> [Required action 1]:
Summarize the brain injury article in two sentences.
> [Required action 2]:
Reproduce the brain injury article word for word from "April 3, 2018" up to and including "journal Physical Review Letters.".

Selected brain scans from a new research paper on the causes of traumatic brain injury by Kaveh Laksari of the UA Department of Biomedical Engineering
Selected brain scans from a new research paper on the causes of traumatic brain injury by Kaveh Laksari of the UA Department of Biomedical Engineering

Brain Injury Modeling Reveals Deep Trauma Patterns

New research results indicate that traumatic brain injury, such as that resulting from impacts in sports and auto accidents, is caused by stretching and straining of tissue well below the surface of the brain.
April 3, 2018
Kaveh Laksari
Kaveh Laksari

New research indicates that some of the most dangerous brain injuries today don't come from hitting your head on a hard surface. In fact, sometimes they come from not hitting your head on anything.

Kaveh Laksari, an assistant professor of biomedical engineering at the University of Arizona who has been researching traumatic brain injury since 2007, is first author on the paper "Mechanistic insights into human brain impact dynamics through modal analysis," recently published in the journal Physical Review Letters. 

There are two primary types of head injuries. In focal injuries, a particular part of the brain sustains a direct impact. An example would be someone hitting their head on the steering wheel in a car crash, leading to potential bruising or bleeding of the brain. Focal brain injuries, especially in sports, have decreased dramatically with the development of increasingly sophisticated helmets since the 1960s. Now, however, doctors and scientists are seeing an increase in diffuse injuries, in which smaller-scale damage is spread throughout different areas of the brain.

> [Source information]:
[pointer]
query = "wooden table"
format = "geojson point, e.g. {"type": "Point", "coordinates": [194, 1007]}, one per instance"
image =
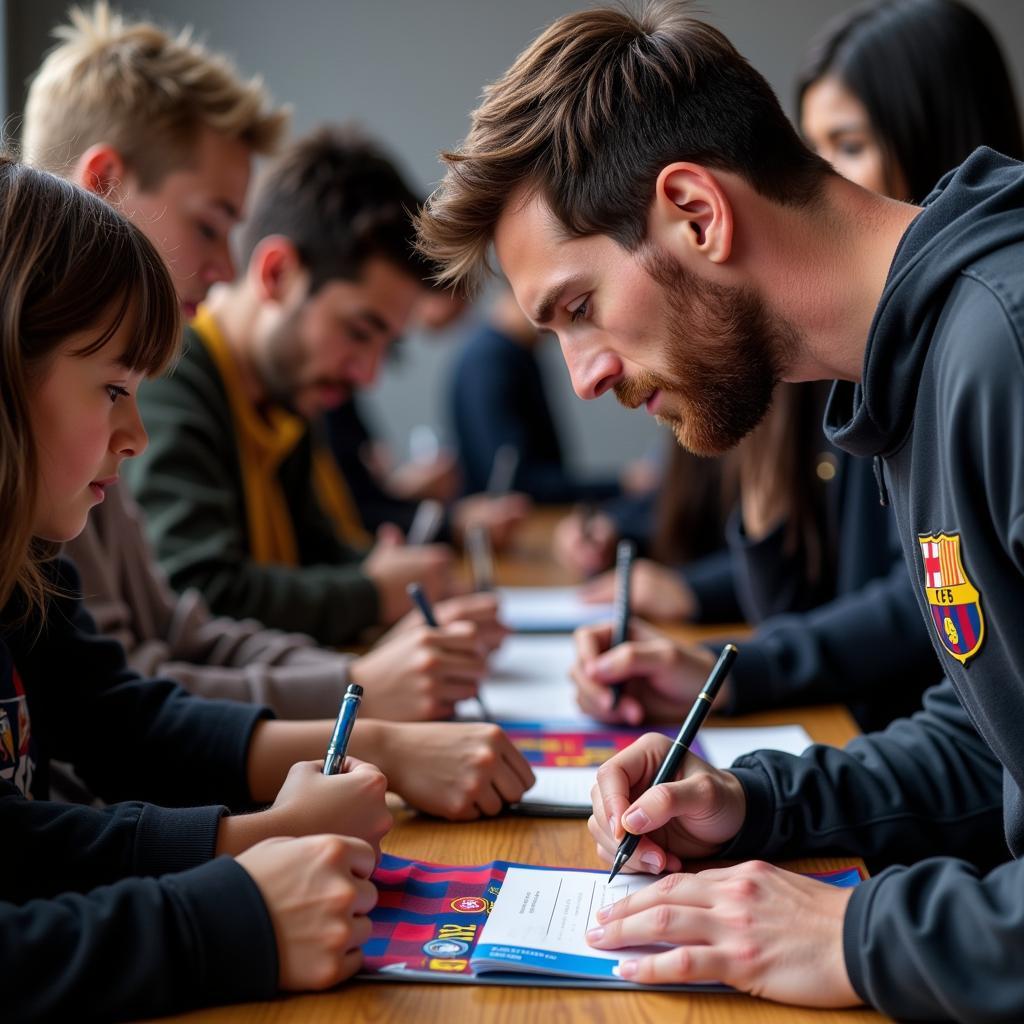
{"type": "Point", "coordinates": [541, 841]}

* * *

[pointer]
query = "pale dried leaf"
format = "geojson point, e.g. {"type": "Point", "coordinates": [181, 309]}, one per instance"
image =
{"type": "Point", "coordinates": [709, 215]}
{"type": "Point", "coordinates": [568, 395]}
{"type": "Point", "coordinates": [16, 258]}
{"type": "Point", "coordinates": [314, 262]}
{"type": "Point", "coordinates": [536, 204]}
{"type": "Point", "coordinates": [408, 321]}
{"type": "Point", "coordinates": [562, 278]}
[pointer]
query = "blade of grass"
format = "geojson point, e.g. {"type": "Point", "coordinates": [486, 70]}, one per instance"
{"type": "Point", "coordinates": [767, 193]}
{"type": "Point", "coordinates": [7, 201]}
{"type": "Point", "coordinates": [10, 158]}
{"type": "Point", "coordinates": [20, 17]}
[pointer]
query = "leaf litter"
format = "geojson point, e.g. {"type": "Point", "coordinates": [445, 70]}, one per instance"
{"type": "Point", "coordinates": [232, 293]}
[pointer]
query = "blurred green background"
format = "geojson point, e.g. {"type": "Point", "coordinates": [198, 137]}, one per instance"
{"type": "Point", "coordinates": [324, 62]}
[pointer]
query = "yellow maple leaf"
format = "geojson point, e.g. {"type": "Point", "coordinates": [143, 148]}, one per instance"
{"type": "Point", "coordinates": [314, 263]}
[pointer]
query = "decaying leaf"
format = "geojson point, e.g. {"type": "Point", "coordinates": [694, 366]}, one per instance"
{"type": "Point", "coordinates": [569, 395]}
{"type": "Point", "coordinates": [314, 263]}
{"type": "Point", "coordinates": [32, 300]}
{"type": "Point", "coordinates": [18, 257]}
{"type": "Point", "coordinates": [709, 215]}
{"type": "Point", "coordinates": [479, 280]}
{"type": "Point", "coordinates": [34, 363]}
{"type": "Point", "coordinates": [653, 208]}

...

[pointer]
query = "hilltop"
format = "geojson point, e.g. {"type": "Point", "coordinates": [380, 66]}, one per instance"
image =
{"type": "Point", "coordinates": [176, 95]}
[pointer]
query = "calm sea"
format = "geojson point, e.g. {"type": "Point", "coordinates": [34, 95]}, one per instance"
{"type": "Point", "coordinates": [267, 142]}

> [Answer space 1]:
New research by Kaveh Laksari, an assistant professor of biomedical engineering at the University of Arizona, indicates that traumatic brain injury is caused by stretching and straining of tissue well below the surface of the brain, and that some of the most dangerous brain injuries sometimes come from not hitting the head on anything. Focal injuries from direct impacts have decreased dramatically with the development of increasingly sophisticated helmets since the 1960s, but doctors and scientists are now seeing an increase in diffuse injuries, in which smaller-scale damage is spread throughout different areas of the brain.

> [Answer space 2]:
April 3, 2018
Kaveh Laksari
Kaveh Laksari

New research indicates that some of the most dangerous brain injuries today don't come from hitting your head on a hard surface. In fact, sometimes they come from not hitting your head on anything.

Kaveh Laksari, an assistant professor of biomedical engineering at the University of Arizona who has been researching traumatic brain injury since 2007, is first author on the paper "Mechanistic insights into human brain impact dynamics through modal analysis," recently published in the journal Physical Review Letters.